■ TEXT TO READ:
________________

USGS cartographer Tim Saultz said this is the first time such high-quality mapping data has been available for the westernmost territories of the U.S., and it is the result of a successful partnership among federal agencies.

“The cost of acquiring and processing the data to map a remote area such as CNMI is very high in terms of mobilization and project development,” said Saultz. “There was a requirement for both NOAA and USGS to have this data and, by developing this project together, we were able to pool our funds and get the project done. This is a continuing example of how well NOAA and USGS work together on all kinds of lidar projects.”

Extreme Weather and Terrain

The weather and remote location of CNMI presented several logistical challenges to mapping the area, which required extensive planning. The diverse landscape of CNMI features about two dozen volcanoes, both submerged and above ground, resulting in extreme changes in elevation with high volcanic peaks rising from near sea level.

The islands are subjected to strong northeast trade winds, which have carved out rugged coastlines with steep cliffs that plummet into deep waters on the eastern sides of the islands. Large harbors and sand banks define the western coastlines, where calmer winds allow for less extreme terrain. Clouds are a persistent issue and form quickly when the sun rises and rapidly heats the air. This presented daily challenges when collecting data at the higher elevations.

Woolpert deployed a Cessna 406 aircraft configured with Leica HawkEye 4X topo-bathy lidar system to collect the data, the bulk of which was acquired in July and August 2019, with the final flights completed in July 2020. The Cessna was flown at multiple altitudes ranging from 450 to 900 meters above ground level to both optimize the strength of the bathymetric returns and to accommodate the extreme changes in terrain. A total of 589 flight lines were flown and 363 square kilometers (140 square miles) of topographical lidar data was acquired; 188 square kilometers (72.5 square miles) of bathymetric data was acquired.

While data points were captured for nearly every craggy peak and deep caldera on the islands, one steeply shaped volcano with a narrow aperture on the island of Pagan prevented the laser pulses from reaching its depths. Also, on the island of Rota, one small area was con­sistently covered in clouds and there was not enough space for the aircraft to safely fly below the clouds and above the mountainous peaks, preventing data collection.

The overarching objective for USGS and NOAA OCM was to obtain clean, seamless topo-bathy lidar data from the inland peaks across the intertidal and shallow near-shore zone to depths of approximately 45 meters. Lidar data were acquired immediately when optimal environmental conditions were present forthe near-shore topo-bathy survey flights.

________________

Items listed in a dataset
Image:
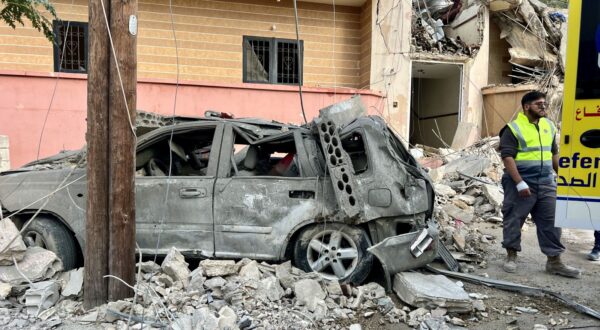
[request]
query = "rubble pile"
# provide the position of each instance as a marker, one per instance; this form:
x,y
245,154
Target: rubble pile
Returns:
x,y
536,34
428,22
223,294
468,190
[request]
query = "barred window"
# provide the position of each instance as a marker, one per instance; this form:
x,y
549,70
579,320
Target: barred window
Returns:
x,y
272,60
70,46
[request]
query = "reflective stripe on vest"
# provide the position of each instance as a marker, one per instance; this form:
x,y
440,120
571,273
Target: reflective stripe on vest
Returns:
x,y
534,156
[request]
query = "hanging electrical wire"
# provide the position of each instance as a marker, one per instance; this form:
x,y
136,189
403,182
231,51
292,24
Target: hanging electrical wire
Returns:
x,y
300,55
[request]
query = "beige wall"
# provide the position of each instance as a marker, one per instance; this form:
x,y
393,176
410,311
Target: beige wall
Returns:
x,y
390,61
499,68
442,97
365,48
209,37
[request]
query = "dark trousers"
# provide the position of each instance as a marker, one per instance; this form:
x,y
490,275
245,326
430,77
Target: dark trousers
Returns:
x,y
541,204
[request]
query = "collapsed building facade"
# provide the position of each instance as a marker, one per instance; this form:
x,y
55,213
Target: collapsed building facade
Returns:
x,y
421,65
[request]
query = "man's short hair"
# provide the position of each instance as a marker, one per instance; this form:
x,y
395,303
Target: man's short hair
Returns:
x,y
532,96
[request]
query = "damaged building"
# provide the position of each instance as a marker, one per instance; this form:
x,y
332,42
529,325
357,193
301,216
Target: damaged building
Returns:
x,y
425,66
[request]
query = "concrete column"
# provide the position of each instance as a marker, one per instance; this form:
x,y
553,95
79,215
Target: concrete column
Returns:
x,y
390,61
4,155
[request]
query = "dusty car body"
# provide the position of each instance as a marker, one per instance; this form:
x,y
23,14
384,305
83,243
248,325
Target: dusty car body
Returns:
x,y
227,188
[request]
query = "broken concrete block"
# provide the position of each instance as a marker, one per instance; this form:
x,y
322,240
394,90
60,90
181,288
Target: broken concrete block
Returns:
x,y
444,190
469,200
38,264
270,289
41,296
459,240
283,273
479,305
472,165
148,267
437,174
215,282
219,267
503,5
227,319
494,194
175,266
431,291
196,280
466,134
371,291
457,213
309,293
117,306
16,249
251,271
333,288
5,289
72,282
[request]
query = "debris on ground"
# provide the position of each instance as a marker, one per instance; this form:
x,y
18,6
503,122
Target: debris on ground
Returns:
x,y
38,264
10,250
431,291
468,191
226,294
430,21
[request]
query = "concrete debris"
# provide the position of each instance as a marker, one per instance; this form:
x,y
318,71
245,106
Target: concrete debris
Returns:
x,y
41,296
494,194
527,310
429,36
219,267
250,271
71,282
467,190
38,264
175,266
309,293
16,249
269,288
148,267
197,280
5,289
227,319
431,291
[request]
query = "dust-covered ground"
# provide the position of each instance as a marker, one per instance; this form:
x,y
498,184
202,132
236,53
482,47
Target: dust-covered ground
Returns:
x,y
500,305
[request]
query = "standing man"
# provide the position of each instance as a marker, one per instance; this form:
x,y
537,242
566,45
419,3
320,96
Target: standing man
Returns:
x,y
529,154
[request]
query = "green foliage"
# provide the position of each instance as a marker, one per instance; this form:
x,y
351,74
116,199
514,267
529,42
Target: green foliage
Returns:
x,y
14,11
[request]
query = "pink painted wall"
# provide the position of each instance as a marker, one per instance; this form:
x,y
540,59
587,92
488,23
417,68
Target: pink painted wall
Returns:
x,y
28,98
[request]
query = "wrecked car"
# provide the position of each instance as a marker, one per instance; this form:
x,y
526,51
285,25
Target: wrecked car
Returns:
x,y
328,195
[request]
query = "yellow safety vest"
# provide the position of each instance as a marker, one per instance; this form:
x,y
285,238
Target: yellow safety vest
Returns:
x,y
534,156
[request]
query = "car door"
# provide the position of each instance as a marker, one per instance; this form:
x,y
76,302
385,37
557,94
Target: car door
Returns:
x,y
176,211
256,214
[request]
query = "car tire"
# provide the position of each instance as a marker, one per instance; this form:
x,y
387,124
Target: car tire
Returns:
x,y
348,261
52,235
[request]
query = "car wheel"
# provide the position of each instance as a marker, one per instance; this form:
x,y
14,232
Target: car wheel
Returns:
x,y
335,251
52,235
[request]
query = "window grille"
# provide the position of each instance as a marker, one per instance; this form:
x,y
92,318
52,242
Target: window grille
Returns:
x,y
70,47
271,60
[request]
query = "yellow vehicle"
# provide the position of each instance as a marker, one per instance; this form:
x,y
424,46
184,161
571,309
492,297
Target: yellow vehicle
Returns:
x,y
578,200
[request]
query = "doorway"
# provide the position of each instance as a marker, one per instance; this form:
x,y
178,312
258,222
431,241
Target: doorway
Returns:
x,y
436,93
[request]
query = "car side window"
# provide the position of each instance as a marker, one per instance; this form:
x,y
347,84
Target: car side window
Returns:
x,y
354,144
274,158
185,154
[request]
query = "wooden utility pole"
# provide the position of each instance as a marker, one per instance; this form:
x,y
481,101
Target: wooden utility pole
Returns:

________________

■ COMPLETE THE FOLLOWING:
1 > Using the CNMI mapping passage, explain in one to three sentences why the Cessna was flown at several altitudes.
2 > Write a continuation of the CNMI mapping passage that begins right after its final sentence.

■ RESPONSES TO THE EXERCISE:
1 > The Cessna was flown at altitudes ranging from 450 to 900 meters above ground level to optimize the strength of the bathymetric returns. The varied altitudes also let it accommodate the extreme changes in terrain on the islands.

2 >
Ground Control, Positioning, and Processing

Over the continental U.S., it is possible to position collected data to multiple continuously operating reference stations (CORS). To map a remote area like CNMI, where positioning infrastructure is limited, it is necessary to use precise point positioning (PPP). PPP generates highly accurate positions from a single global navigational satellite system re­ceiver, which allows for the collection of accurate data in locations where it is difficult or impossible to establish a robust network of base stations.

To support the production phase of this project, approximately 25 points were used for lidar data calibration. The survey team designed a geometric observation plan prior to GPS observations and downloaded and processed the ob­servation data daily to ensure the integrity of the network as it was constructed. Surveyors from NOAA OCM collected the ground control for the independent data quality analysis.

NOAA OCM geographer Dave Stein said NOAA’s technical staff is often called upon to assist communities, other agencies, and NGOs with the interpretation and use of various geospatial products, including topo-bathy lidar and geodetic data.

“Whenever we plan a field survey like this, we reach out to our NOAA partners to determine if there are other mission drivers,” Stein said. “As part of this particular project, we collaborated with NOAA’s National Geodetic Survey. We designed our geodetic survey to occupy critical benchmarks that NGS needs to develop the Mariana Terrestrial Reference Frame of 2022.”

For quality assurance purposes, the data was processed in the field immediately after acquisition to verify the coverage had appropriate density, distribution, and water clarity. If there were any unacceptable data voids, reflights were scheduled to ensure the highest probability of achieving clean, seamless, topo-bathy data coverage across the intertidal and shallow near-shore zones.

The topo-lidar data was acquired at an aggregate nominal pulse spacing of 0.35 meters or eight points per square meter, for Quality Level 1 (QL1) data. The bathymetric lidar data was acquired at an aggregate nominal pulse spacing of 0.71m or two points per square meter for Quality Level 2 (QL2B) data.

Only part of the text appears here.